Text segment below:

A busy fall in store for Fort Fairfield officials,
community members
FORT FAIRFIELD, Maine — Town officials and residents who led a wind power committee are gearing up for a robust debate about regulating potential wind turbines, among other things through the rest of the year.
Fort Fairfield’s Wind Power Technical Review Committee, formed last fall amid concern over possible wind power projects in the town, has released an ordinance proposal that will soon get a public vetting by wind energy critics and supporters.
“We did a good job,” said Dick Langley, a retired lawyer and chair of the committee. “I think this ordinance is a good place to start.”
After ten months of meetings and discussion, the 10 member committee has produced a 65-page technical review that serves as a guide ordinance the town council could use.
Among dozens of other considerations for approving and locating wind turbines, the model ordine would require that any turbine be at least one mile away from neighboring property lines. The ordinance also proposes standards to limit issues like noise, shadow flicker and blade reflection, which have led to disputes with landowners in Mars Hill.
Langley and members of the committee studied the wind farm in Mars Hill and toured the mountain and its 28, 400-foot-tall turbines. “I was struck by the enormity of the turbine,” Langley said. “They’re not going to get any smaller.
In Mars Hill, the wind farm has had a mixed reception. Nearby residents said the noise of the 200-foot-long blades carried extensively, including during cold nights, and First Wind ended up offering more than a dozen homeowners a settlement.
Fort Fairfield’s wind committee was tasked with “creating standards, not setting up any places where wind turbines could or could not go,” but the ultimate ordinance could address those kinds of issues, Langley said. Built in 2007, “Mars Hill was the wild west; there was no ordinance.”
The Fort Fairfield council has scheduled a public hearing on the ordinance, set for Tuesday, September 8th at 6pm in the high school gymnasium.

End of Text segment.
Records provided below:

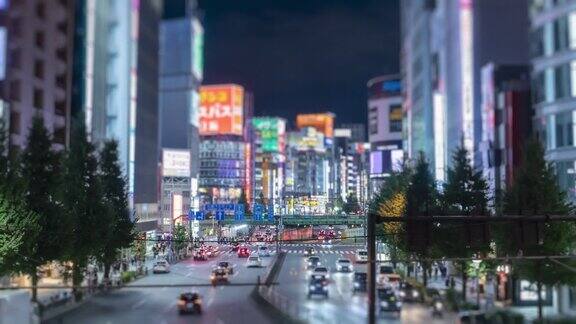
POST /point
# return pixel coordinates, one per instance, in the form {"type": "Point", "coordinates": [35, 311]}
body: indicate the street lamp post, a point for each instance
{"type": "Point", "coordinates": [477, 268]}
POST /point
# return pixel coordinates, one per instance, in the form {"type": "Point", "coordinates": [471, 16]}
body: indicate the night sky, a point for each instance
{"type": "Point", "coordinates": [302, 55]}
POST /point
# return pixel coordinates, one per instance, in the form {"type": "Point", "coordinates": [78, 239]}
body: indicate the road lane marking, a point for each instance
{"type": "Point", "coordinates": [138, 304]}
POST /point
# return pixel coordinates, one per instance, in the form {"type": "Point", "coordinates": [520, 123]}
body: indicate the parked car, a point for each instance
{"type": "Point", "coordinates": [254, 262]}
{"type": "Point", "coordinates": [190, 303]}
{"type": "Point", "coordinates": [161, 266]}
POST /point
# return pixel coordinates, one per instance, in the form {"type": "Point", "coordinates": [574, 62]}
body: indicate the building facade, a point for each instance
{"type": "Point", "coordinates": [553, 26]}
{"type": "Point", "coordinates": [36, 43]}
{"type": "Point", "coordinates": [225, 144]}
{"type": "Point", "coordinates": [269, 145]}
{"type": "Point", "coordinates": [116, 85]}
{"type": "Point", "coordinates": [445, 44]}
{"type": "Point", "coordinates": [181, 71]}
{"type": "Point", "coordinates": [385, 123]}
{"type": "Point", "coordinates": [506, 123]}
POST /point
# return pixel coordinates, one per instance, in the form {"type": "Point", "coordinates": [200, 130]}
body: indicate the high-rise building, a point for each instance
{"type": "Point", "coordinates": [116, 85]}
{"type": "Point", "coordinates": [225, 149]}
{"type": "Point", "coordinates": [269, 145]}
{"type": "Point", "coordinates": [181, 70]}
{"type": "Point", "coordinates": [36, 66]}
{"type": "Point", "coordinates": [445, 44]}
{"type": "Point", "coordinates": [553, 25]}
{"type": "Point", "coordinates": [357, 131]}
{"type": "Point", "coordinates": [384, 128]}
{"type": "Point", "coordinates": [506, 123]}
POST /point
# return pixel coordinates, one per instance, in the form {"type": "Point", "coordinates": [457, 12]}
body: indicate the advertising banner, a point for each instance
{"type": "Point", "coordinates": [324, 122]}
{"type": "Point", "coordinates": [175, 163]}
{"type": "Point", "coordinates": [221, 110]}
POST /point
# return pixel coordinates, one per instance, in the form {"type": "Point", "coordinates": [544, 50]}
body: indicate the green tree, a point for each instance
{"type": "Point", "coordinates": [351, 206]}
{"type": "Point", "coordinates": [82, 202]}
{"type": "Point", "coordinates": [119, 231]}
{"type": "Point", "coordinates": [18, 230]}
{"type": "Point", "coordinates": [465, 193]}
{"type": "Point", "coordinates": [40, 174]}
{"type": "Point", "coordinates": [422, 200]}
{"type": "Point", "coordinates": [535, 191]}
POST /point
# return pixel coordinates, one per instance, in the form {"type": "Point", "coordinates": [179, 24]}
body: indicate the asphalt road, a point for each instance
{"type": "Point", "coordinates": [221, 304]}
{"type": "Point", "coordinates": [342, 306]}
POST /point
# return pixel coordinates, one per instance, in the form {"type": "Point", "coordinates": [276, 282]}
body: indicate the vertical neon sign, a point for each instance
{"type": "Point", "coordinates": [135, 22]}
{"type": "Point", "coordinates": [467, 72]}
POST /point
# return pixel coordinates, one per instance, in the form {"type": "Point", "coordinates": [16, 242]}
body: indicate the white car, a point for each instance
{"type": "Point", "coordinates": [263, 251]}
{"type": "Point", "coordinates": [254, 261]}
{"type": "Point", "coordinates": [361, 256]}
{"type": "Point", "coordinates": [344, 265]}
{"type": "Point", "coordinates": [320, 271]}
{"type": "Point", "coordinates": [161, 266]}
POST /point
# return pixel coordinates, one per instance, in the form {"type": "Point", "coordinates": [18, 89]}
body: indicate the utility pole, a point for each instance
{"type": "Point", "coordinates": [371, 246]}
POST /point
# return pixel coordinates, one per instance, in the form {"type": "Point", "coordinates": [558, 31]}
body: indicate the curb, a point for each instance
{"type": "Point", "coordinates": [267, 307]}
{"type": "Point", "coordinates": [66, 308]}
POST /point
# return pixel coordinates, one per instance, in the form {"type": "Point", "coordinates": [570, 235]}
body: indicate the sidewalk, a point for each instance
{"type": "Point", "coordinates": [58, 301]}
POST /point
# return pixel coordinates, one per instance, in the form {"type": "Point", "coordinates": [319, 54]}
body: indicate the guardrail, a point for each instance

End of Records provided.

— Set of tasks —
1. In the article on Fort Fairfield's wind ordinance, reproduce the passage between "A busy fall" and "council could use.", inclusive, changing "retired lawyer" to "former attorney".
2. Which issues does the proposed ordinance in the Fort Fairfield wind article set standards to limit? List every one.
3. Pick up the article on Fort Fairfield's wind power ordinance where it stops and write the next few sentences.

— Outputs for the tasks —
1.
A busy fall in store for Fort Fairfield officials,
community members
FORT FAIRFIELD, Maine — Town officials and residents who led a wind power committee are gearing up for a robust debate about regulating potential wind turbines, among other things through the rest of the year.
Fort Fairfield’s Wind Power Technical Review Committee, formed last fall amid concern over possible wind power projects in the town, has released an ordinance proposal that will soon get a public vetting by wind energy critics and supporters.
“We did a good job,” said Dick Langley, a former attorney and chair of the committee. “I think this ordinance is a good place to start.”
After ten months of meetings and discussion, the 10 member committee has produced a 65-page technical review that serves as a guide ordinance the town council could use.

2. noise, shadow flicker, blade reflection

3.
In other matters, Fort Fairfield has a lot of other things going on.
The town is launching a community survey of residential and business Internet access. With limited connectivity in and around the downtown of Fort Fairfield, economic director Tim Goff wants to better map the Internet options in rural areas to prepare for expansions by Fairpoint Communications or other providers.
Goff estimates that more than half of the town’s landmass, home to about a third of the population living across some 45 square miles, are unserved or underserved by the previous definition of high speed internet, 3 megabits per second.
The Fort Fairfield Library (where a lot of people use the Internet, day and night) is also boasting of increased readership and attendance.
Over the last year there has been a 25 percent in book circulation, a 14 percent increase in patron count and 40 percent increase in computer use, said librarian Jennifer Gaenzle.
The library’s digital archives of newspapers, going back to 1995, has “continued to receive praise from around the country,” she added. People use the archive from places like Arkansas.
The Fort Fairfield Police Department is also welcoming a new full-time officer, Cody Fenderson. Fednerson has been working in Fort Fairfield part time since 2013, and previously served in Calais and Baileyville and with the Maine State Police communications division, taking calls on domestic issues, medical emergencies and complaints. Now that he’ll be on the road “he knows who to call,” said Chief William Campbell.